**PROBLEM TO WORK ON**
Present every line of the rows below as a Markdown table with two columns, "No." for the line's sequential number and "Line" for its text, omitting blank lines. Exclude the pictures from the table.

● ● ● ●

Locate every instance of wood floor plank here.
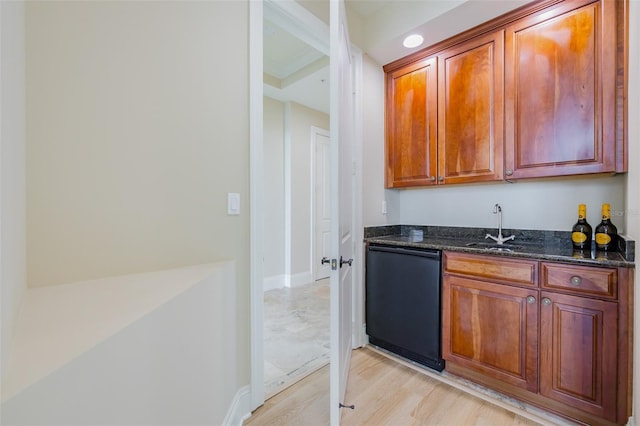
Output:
[244,348,538,426]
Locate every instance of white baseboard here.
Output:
[262,271,314,291]
[262,275,286,291]
[222,386,251,426]
[289,271,313,287]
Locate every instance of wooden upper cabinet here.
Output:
[438,31,504,183]
[385,57,437,188]
[505,0,622,179]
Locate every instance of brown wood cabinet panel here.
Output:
[443,252,538,287]
[540,291,618,422]
[442,275,538,392]
[385,57,437,188]
[505,0,616,178]
[540,262,618,299]
[438,31,504,183]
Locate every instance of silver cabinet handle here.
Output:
[340,256,353,268]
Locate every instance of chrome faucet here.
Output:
[484,204,516,244]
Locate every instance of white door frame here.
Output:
[249,0,364,411]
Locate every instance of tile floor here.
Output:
[264,279,329,398]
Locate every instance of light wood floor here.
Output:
[244,348,538,426]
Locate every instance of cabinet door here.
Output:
[385,58,437,188]
[540,291,618,422]
[442,275,538,392]
[505,0,616,178]
[438,31,504,183]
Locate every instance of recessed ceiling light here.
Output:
[402,34,424,49]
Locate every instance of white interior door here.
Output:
[311,127,331,280]
[329,0,355,425]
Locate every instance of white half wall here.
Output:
[0,1,26,386]
[23,0,251,392]
[1,262,238,425]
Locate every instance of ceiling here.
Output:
[263,0,530,114]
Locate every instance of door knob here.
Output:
[340,256,353,268]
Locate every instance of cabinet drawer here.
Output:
[444,252,538,287]
[540,262,618,299]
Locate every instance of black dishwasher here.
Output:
[366,244,444,371]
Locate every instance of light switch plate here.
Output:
[227,192,240,215]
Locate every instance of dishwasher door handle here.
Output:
[369,246,440,259]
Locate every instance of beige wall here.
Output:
[362,55,390,226]
[290,103,329,276]
[26,0,249,384]
[263,97,284,278]
[626,0,640,423]
[0,1,26,380]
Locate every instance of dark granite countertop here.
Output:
[364,225,635,268]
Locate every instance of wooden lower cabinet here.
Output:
[540,291,618,422]
[443,276,538,391]
[442,252,633,425]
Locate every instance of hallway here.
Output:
[264,278,329,398]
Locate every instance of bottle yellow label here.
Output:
[578,204,587,219]
[596,234,611,245]
[571,232,587,243]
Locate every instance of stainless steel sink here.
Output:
[465,242,522,251]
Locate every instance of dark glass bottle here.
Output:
[571,204,592,250]
[596,204,618,251]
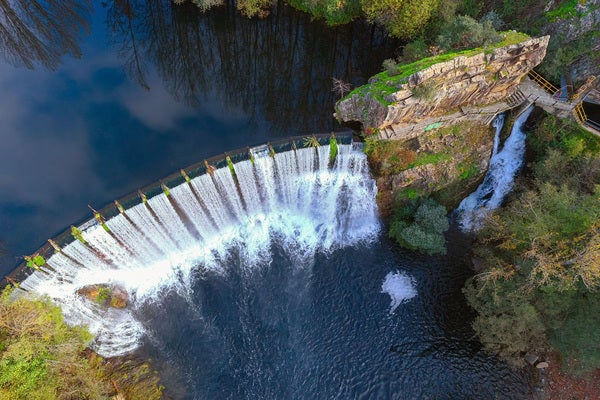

● ● ● ●

**THE RESPONSE**
| No. | Line |
|---|---|
| 1 | Locate every instance of wood floor plank here. |
| 2 | Output: |
| 3 | [244,348,538,426] |
| 4 | Locate every instance of white baseboard here. |
| 5 | Output: |
| 6 | [262,271,314,291] |
| 7 | [262,275,286,291] |
| 8 | [222,386,251,426] |
| 9 | [289,271,313,287] |
| 10 | Locate every instance of wooden upper cabinet here. |
| 11 | Output: |
| 12 | [438,31,504,183] |
| 13 | [385,57,437,188] |
| 14 | [505,0,622,179] |
| 15 | Locate every instance of brown wood cabinet panel here. |
| 16 | Output: |
| 17 | [443,252,538,287] |
| 18 | [540,291,618,422] |
| 19 | [442,275,538,392] |
| 20 | [385,57,437,188] |
| 21 | [505,0,616,178] |
| 22 | [540,262,618,299] |
| 23 | [438,31,504,183] |
| 24 | Locate every instance of silver cabinet handle here. |
| 25 | Output: |
| 26 | [340,256,353,268] |
| 27 | Locate every instance of chrome faucet here. |
| 28 | Output: |
| 29 | [484,204,516,244] |
| 30 | Locate every instance of white door frame here. |
| 31 | Output: |
| 32 | [249,0,364,411] |
| 33 | Locate every instance of tile floor here. |
| 34 | Output: |
| 35 | [264,279,329,398] |
| 36 | Locate every instance of light wood floor here. |
| 37 | Output: |
| 38 | [244,348,538,426] |
| 39 | Locate every instance of cabinet door here. |
| 40 | Output: |
| 41 | [385,58,437,188] |
| 42 | [540,291,618,422] |
| 43 | [442,275,538,392] |
| 44 | [505,0,616,178] |
| 45 | [438,31,504,183] |
| 46 | Locate every instance of recessed ceiling light here. |
| 47 | Output: |
| 48 | [402,34,424,49] |
| 49 | Locate every instance of white interior door here. |
| 50 | Output: |
| 51 | [311,127,331,280] |
| 52 | [329,0,355,425] |
| 53 | Locate every instance of white half wall here. |
| 54 | Output: |
| 55 | [0,1,26,386] |
| 56 | [23,0,251,392] |
| 57 | [1,262,238,425] |
| 58 | Locate every instance of ceiling here. |
| 59 | Output: |
| 60 | [263,0,530,114] |
| 61 | Locate every instance of door knob here. |
| 62 | Output: |
| 63 | [340,256,353,268] |
| 64 | Locate every instance of cabinet drawer here. |
| 65 | Output: |
| 66 | [444,252,538,287] |
| 67 | [540,262,618,299] |
| 68 | Locate every instance of black dishwasher here. |
| 69 | Output: |
| 70 | [366,244,444,371] |
| 71 | Locate every instance of light switch plate here. |
| 72 | Output: |
| 73 | [227,192,240,215] |
| 74 | Locate every instance of dishwasher door handle here. |
| 75 | Output: |
| 76 | [369,246,440,259] |
| 77 | Locate every instance of beige wall here. |
| 78 | Output: |
| 79 | [362,55,390,226] |
| 80 | [290,103,329,276] |
| 81 | [26,0,249,384] |
| 82 | [263,97,284,278] |
| 83 | [626,0,640,423] |
| 84 | [0,1,26,380] |
| 85 | Locate every instance of dark granite countertop here. |
| 86 | Output: |
| 87 | [364,225,635,268] |
| 88 | Locate every instance of wooden lower cabinet here. |
| 89 | Output: |
| 90 | [540,291,618,422] |
| 91 | [443,276,538,391] |
| 92 | [442,252,633,425] |
| 93 | Locate every instance of hallway here. |
| 94 | Output: |
| 95 | [264,278,329,398] |
| 96 | Locate every instance of bottle yellow label here. |
| 97 | Output: |
| 98 | [578,204,587,219] |
| 99 | [596,234,611,245] |
| 100 | [571,232,587,243] |
| 101 | Locate every instance of stainless steel sink here. |
| 102 | Output: |
| 103 | [465,242,522,251] |
| 104 | Locate every instance of dark glass bottle here. |
| 105 | Output: |
| 106 | [571,204,592,250] |
| 107 | [596,204,618,251] |